### Assignment
Please give the entries below again exactly, omitting every picture.

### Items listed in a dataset

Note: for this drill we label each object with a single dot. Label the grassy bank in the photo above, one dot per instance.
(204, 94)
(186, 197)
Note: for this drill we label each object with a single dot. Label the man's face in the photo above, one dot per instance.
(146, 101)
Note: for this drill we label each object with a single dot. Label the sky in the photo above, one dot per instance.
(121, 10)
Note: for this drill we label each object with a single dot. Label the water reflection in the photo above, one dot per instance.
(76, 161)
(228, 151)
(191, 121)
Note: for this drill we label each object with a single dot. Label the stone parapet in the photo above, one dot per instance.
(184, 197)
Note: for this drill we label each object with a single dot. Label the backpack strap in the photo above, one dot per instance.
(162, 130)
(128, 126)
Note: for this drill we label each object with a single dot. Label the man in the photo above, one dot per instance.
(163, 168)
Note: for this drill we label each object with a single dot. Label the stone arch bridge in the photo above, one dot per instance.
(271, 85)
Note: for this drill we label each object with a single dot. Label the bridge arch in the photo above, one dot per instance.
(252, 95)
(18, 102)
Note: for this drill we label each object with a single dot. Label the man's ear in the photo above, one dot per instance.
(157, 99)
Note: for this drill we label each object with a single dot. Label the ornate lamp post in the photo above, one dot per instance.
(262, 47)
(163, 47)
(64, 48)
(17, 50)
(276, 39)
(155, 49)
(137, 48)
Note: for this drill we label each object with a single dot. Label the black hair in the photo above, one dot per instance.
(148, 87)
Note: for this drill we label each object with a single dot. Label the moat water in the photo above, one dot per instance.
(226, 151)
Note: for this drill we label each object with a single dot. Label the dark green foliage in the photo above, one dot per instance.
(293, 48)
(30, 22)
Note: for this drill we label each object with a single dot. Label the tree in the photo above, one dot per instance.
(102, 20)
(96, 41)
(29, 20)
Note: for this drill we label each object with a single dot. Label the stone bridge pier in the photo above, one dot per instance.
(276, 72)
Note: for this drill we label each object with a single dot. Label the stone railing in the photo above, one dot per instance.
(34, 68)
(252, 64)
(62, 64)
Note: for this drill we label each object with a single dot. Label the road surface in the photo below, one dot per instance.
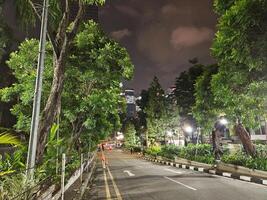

### Reply to the task
Note: for this drill we label each object with a single dot. Label the grassy bank in the photo above, one dot per instance.
(204, 94)
(186, 197)
Note: for this drill we label each object with a single dot. Label the man's face in the photo above, one dot per instance.
(146, 101)
Note: for this drill we label each object with a single dot. Label the sky in the photo above, one dot per instance.
(121, 10)
Note: for this drill we label each object with a single dot. Label the water reflection in the photo above, one dot per instance.
(76, 161)
(228, 151)
(191, 121)
Note: for this drill we label each object with a single dot. Label the stone parapet in the photo above, one dot per instance.
(184, 197)
Note: for this drill we label each object with a single dot. Label the backpack strap in the photo above, one dot per instance.
(162, 130)
(128, 126)
Note: for this drill we label each object with a single dot. Label the man in the photo above, one dot per instance.
(163, 168)
Note: for this drill we label each object with a single dot. Label the stone arch bridge in the photo above, one dot per instance.
(271, 85)
Note: for this drill we label each object with a single dot. Label the bridge arch in the photo above, one dot per instance.
(252, 95)
(18, 102)
Note: for this drill we label each object with a single dot. Label the man's ear in the photo above, one dot per instance.
(157, 99)
Note: for this drill we label each object with a single dot. Label the ornate lamp post in the photo above, one dot per instance.
(262, 47)
(163, 47)
(64, 48)
(17, 50)
(276, 39)
(155, 49)
(137, 48)
Note: for this drill we label each object with a single dot. Label the black hair in the photo above, one dot per instance.
(148, 87)
Note: for this drill we label each object with a single dot. Label the moat water in the photo above, one dot per instance.
(226, 151)
Note: for this drill we label each object with a single dot. Label the dark green foliage in the photo above, one dot per instance.
(293, 48)
(30, 22)
Note: for this drill we label each object with a single dot. Label the tree in the photo above, one dot per instance.
(102, 20)
(96, 41)
(29, 20)
Note: for this drill we label each object with a single dot. Label the stone bridge pier in the photo above, one dot per instance.
(276, 72)
Note: for this drill we label each object with a single dot. Label the stone railing in the photo above, one dot per instance.
(34, 68)
(252, 64)
(62, 64)
Note: for this drill we label each object with a single dot. Label the road surface in the photo below, one dot per instance.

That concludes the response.